> Material provided:
* start *
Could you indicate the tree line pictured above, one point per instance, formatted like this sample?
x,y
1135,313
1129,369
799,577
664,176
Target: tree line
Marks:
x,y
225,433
* end *
> Stated exercise: Swap "tree line" for "forest edge" throughout the entries and give them again with nothing else changed.

> Solution for this problem:
Could you indicate the forest edge pictured above, one point per instance, formatted like this sample?
x,y
1135,313
1129,369
799,577
664,176
Target: forest edge
Marks:
x,y
225,433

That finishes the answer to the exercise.